-- Excerto do texto --
▶

O primeiro dia da festa dos ázimos, ou seja, o primeiro dos sete dias em que se comia pão sem fermento, corresponde ao dia 15 do mês de Nisân. É num contexto de recordação da libertação da escravidão do Egipto e de esperança da libertação messiânica que a última ceia se insere e pode ser compreendida.
Na resposta à pergunta dos discípulos, Jesus aparece como aquele que conhece os tempos e os planos de Deus. Por isso mesmo dá ordens concretas aos seus discípulos no que toca à preparação da Páscoa. Os discípulos aparecem como modelos de obediências às palavras de Jesus.
O anúncio da traição de Judas (Mt 26, 20-25)
Enquanto os discípulos preparavam a ceia pascal de Jesus, Judas preparava-se para trair Jesus. No entanto, esta traição não fica encoberta. Jesus no decorrer da ceia põe-na a nu. Se num primeiro momento revela-a de uma forma mais geral e abrangente (“Um de vós me há de entregar”), no final com clareza e precisão indica o traidor (“Tu o disseste”). Ante esta advertência, que provocou tristeza nos discípulos, cada um deles interroga-se: “Porventura serei eu, Senhor?” Também Judas se interrogou: “Porventura serei eu, Mestre?” Esta pergunta, à primeira vista, é semelhante à dos restantes discípulos. Contudo, possui uma nuance significativa. Enquanto os discípulos chamam a Cristo por Senhor, Judas chama-o de Mestre, Rabbí. “Neste momento, Jesus já não é mais o centro da sua vida.” (G. Zevini – P. Giordano Cabra) Quando se vê desmascarado, Judas não assume o que fez nem se arrepende, mas tenta ocultar a sua ação com hipocrisia.
A última ceia de Jesus (Mt 26, 26-29)
Apesar da traição de Judas, Jesus continua a amar todos os seus discípulos e a revelar-lhes o seu amor ao instituir a eucaristia no contexto da refeição pascal, como nos narra a terceira e última parte do nosso texto. À traição de Judas, Cristo responde com a nova aliança.
Estes versículos que podem ser considerados uma etiologia cultual, ou seja, a origem e a causa de um rito, desempenha um papel fundamental no relato da Paixão. Com efeito, as palavras pronunciadas por Jesus sobre o pão e sobre o cálice são a chave de leitura, o critério hermenêutico da Paixão. “Na narração da Paixão, com efeito, conhecemos o que Jesus sofreu, mas não porque sofreu. Isto é-nos dito na narração da ceia: ele vai ao encontro da paixão por nós”. (Bruno Maggioni) Corpo entregue e Sangue derramado são expressão da totalidade de uma existência que se dá, entrega como dom aos outros e pelos outros. A existência de Jesus é uma pró-existência, uma existência a favor dos outros.

◀

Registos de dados
▶

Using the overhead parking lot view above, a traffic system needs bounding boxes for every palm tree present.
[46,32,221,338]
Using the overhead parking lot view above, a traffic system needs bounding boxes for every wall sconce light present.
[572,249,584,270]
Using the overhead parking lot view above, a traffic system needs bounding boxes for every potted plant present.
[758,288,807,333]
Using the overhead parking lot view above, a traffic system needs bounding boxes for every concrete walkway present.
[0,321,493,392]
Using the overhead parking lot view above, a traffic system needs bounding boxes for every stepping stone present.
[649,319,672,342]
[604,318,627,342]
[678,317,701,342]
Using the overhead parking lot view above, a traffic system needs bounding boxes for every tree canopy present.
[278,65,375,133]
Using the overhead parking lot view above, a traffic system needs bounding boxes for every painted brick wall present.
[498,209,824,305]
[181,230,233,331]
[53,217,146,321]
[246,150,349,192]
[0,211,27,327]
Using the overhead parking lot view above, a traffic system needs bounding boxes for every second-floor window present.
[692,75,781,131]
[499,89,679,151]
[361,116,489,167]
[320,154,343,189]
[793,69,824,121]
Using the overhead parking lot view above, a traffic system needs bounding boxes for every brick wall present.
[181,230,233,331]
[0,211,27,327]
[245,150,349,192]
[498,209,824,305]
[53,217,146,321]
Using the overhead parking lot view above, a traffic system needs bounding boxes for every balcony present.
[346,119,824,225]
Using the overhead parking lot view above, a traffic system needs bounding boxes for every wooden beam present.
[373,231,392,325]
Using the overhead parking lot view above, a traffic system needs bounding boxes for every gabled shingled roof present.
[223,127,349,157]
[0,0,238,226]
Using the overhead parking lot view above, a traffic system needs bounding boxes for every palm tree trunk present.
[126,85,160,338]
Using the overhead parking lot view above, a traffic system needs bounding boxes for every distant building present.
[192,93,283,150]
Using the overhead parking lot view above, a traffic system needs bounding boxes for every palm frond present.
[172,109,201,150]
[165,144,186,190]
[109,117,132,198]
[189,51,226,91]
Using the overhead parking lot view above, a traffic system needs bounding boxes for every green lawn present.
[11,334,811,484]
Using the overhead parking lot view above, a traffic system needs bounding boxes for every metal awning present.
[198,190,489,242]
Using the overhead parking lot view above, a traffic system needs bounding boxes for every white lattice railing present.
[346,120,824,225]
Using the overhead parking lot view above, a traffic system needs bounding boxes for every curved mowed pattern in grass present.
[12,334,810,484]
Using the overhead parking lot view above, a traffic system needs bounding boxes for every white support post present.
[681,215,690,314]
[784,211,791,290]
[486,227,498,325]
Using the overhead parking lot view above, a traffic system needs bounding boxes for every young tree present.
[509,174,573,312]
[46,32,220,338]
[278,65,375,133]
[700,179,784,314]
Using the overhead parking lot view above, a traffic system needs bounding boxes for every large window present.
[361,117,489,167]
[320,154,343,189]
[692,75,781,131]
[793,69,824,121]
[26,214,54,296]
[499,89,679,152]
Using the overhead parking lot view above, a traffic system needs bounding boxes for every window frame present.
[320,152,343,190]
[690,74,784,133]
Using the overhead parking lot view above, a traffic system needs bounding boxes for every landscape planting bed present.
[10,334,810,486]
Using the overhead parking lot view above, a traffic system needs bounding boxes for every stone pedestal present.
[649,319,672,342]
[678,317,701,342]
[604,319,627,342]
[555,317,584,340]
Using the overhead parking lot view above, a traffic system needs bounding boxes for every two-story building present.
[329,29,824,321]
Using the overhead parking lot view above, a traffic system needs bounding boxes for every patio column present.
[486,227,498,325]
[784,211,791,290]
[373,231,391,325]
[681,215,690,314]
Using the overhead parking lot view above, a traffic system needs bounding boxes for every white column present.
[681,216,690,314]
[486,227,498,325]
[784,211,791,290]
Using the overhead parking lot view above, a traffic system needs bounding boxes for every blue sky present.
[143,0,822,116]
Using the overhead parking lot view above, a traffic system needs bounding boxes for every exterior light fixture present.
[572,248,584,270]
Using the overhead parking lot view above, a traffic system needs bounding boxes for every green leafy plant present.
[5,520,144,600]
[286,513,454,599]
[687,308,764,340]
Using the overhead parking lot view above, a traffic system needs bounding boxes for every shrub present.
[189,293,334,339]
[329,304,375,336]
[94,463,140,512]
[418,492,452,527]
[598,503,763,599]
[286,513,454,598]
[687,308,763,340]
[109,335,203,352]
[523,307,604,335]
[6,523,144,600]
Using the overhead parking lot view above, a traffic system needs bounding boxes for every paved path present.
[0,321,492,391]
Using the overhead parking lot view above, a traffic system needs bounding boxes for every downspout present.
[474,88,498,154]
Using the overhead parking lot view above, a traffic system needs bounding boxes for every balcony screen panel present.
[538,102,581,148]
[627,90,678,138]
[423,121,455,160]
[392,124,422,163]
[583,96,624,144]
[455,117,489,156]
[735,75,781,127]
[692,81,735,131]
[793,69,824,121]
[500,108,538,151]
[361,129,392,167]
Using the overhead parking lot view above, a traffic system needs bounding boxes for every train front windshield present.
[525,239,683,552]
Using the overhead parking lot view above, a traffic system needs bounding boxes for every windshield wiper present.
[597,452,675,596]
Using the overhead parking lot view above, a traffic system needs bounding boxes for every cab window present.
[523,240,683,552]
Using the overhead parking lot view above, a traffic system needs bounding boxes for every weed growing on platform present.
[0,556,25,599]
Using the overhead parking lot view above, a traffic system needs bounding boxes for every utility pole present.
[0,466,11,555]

◀

-- Enunciado da tarefa --
Enumere todas as falas entre aspas que o comentário sobre a última ceia atribui a Jesus, aos discípulos ou a Judas, indicando quem profere cada uma.

-- Resposta completa --
- "Um de vós me há de entregar": Jesus
- "Tu o disseste": Jesus
- "Porventura serei eu, Senhor?": cada um dos discípulos
- "Porventura serei eu, Mestre?": Judas